- _THE RECORDS_
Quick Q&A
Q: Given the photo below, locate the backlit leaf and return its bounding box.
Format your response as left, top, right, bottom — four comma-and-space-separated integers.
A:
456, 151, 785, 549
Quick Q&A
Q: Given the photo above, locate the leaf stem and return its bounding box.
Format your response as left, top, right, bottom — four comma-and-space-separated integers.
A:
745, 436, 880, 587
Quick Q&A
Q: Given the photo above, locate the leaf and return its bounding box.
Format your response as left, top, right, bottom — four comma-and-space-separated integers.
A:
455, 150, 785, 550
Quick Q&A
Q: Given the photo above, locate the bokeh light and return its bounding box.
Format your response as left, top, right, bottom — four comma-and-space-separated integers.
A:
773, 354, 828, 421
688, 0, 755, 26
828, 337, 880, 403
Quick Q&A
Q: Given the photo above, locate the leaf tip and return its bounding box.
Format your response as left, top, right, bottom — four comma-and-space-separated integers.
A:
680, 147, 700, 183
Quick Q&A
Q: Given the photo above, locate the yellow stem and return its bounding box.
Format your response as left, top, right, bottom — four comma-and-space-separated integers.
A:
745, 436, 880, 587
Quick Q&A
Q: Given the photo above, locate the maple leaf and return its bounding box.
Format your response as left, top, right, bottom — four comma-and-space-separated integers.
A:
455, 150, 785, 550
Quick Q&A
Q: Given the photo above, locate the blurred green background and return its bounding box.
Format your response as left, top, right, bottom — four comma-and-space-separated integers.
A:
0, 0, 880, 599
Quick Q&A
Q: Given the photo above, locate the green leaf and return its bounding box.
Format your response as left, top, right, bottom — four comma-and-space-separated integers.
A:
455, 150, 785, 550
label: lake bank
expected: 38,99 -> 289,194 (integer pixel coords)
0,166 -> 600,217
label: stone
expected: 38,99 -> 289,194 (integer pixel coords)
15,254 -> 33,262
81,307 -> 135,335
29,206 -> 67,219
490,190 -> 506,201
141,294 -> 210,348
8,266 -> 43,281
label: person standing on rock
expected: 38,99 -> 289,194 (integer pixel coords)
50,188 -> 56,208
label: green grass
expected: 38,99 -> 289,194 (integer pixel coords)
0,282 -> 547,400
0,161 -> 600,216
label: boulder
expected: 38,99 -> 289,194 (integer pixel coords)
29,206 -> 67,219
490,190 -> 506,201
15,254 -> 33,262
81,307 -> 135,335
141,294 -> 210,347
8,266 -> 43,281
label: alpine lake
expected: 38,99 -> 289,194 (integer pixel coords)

- _EXERCISE DIRECTIONS_
Copy all of the records above word for word, from start to finish.

- _FINAL RESULT_
Quick Q&A
Q: Given the photo below, locate the backlit leaf and return its bounding box.
Format your response as left, top, right, bottom — four comma-and-space-separated integers.
A:
456, 151, 785, 549
Quick Q&A
Q: Given the photo above, locate the leaf stem and return its bounding box.
Format your response as left, top, right, bottom — four comma-and-space-separated integers.
A:
745, 436, 880, 587
Quick Q&A
Q: Given the photo above, locate the leaf and return its bounding box.
Format your response as left, top, right, bottom — four comma-and-space-separated integers.
A:
455, 150, 785, 550
Quick Q&A
Q: Given the photo above, locate the bokeh light and return its bounding box.
Format your response as left, top, right, bottom — four comma-and-space-separated integers.
A:
773, 354, 828, 421
688, 0, 755, 26
828, 337, 880, 403
Quick Q&A
Q: Given the photo above, locate the leaf tip and return its bounding box.
Format your response as left, top, right, bottom — four comma-and-space-separated integers.
A:
680, 147, 700, 183
Quick Q&A
Q: Given the photo above, locate the yellow stem and return its bounding box.
Format your response as left, top, right, bottom — four comma-and-space-separated integers.
A:
745, 436, 880, 587
Quick Q&A
Q: Given the photo above, locate the maple leaf and return its bounding box.
Format your response as left, top, right, bottom — four comma-and-space-separated integers.
A:
455, 150, 785, 550
Quick Q&A
Q: Given the photo above, locate the blurred green background and return its bounding box.
Format your response as left, top, right, bottom — four comma-and-space-separated integers.
A:
0, 0, 880, 599
Quick Q&A
Q: Given the photo above, locate the green leaf and return its bounding box.
Format your response as left, top, right, bottom — four comma-and-space-separated integers.
A:
455, 150, 785, 550
label: lake bank
expected: 38,99 -> 289,194 (integer pixel coords)
0,166 -> 600,217
label: stone
expected: 38,99 -> 289,194 (integer pixel coords)
15,254 -> 33,262
81,307 -> 135,335
29,206 -> 67,219
490,190 -> 506,201
141,294 -> 210,348
8,266 -> 43,281
label: person standing on rock
expected: 38,99 -> 289,194 (integer pixel coords)
50,188 -> 56,208
label: green grass
expected: 38,99 -> 289,194 (integer pixel coords)
0,282 -> 547,400
0,161 -> 600,216
label: boulder
expected: 38,99 -> 289,194 (integer pixel coords)
29,206 -> 67,219
490,190 -> 506,201
15,254 -> 33,262
81,307 -> 135,335
141,294 -> 210,347
8,266 -> 43,281
label: alpine lake
expected: 38,99 -> 289,194 (integer pixel coords)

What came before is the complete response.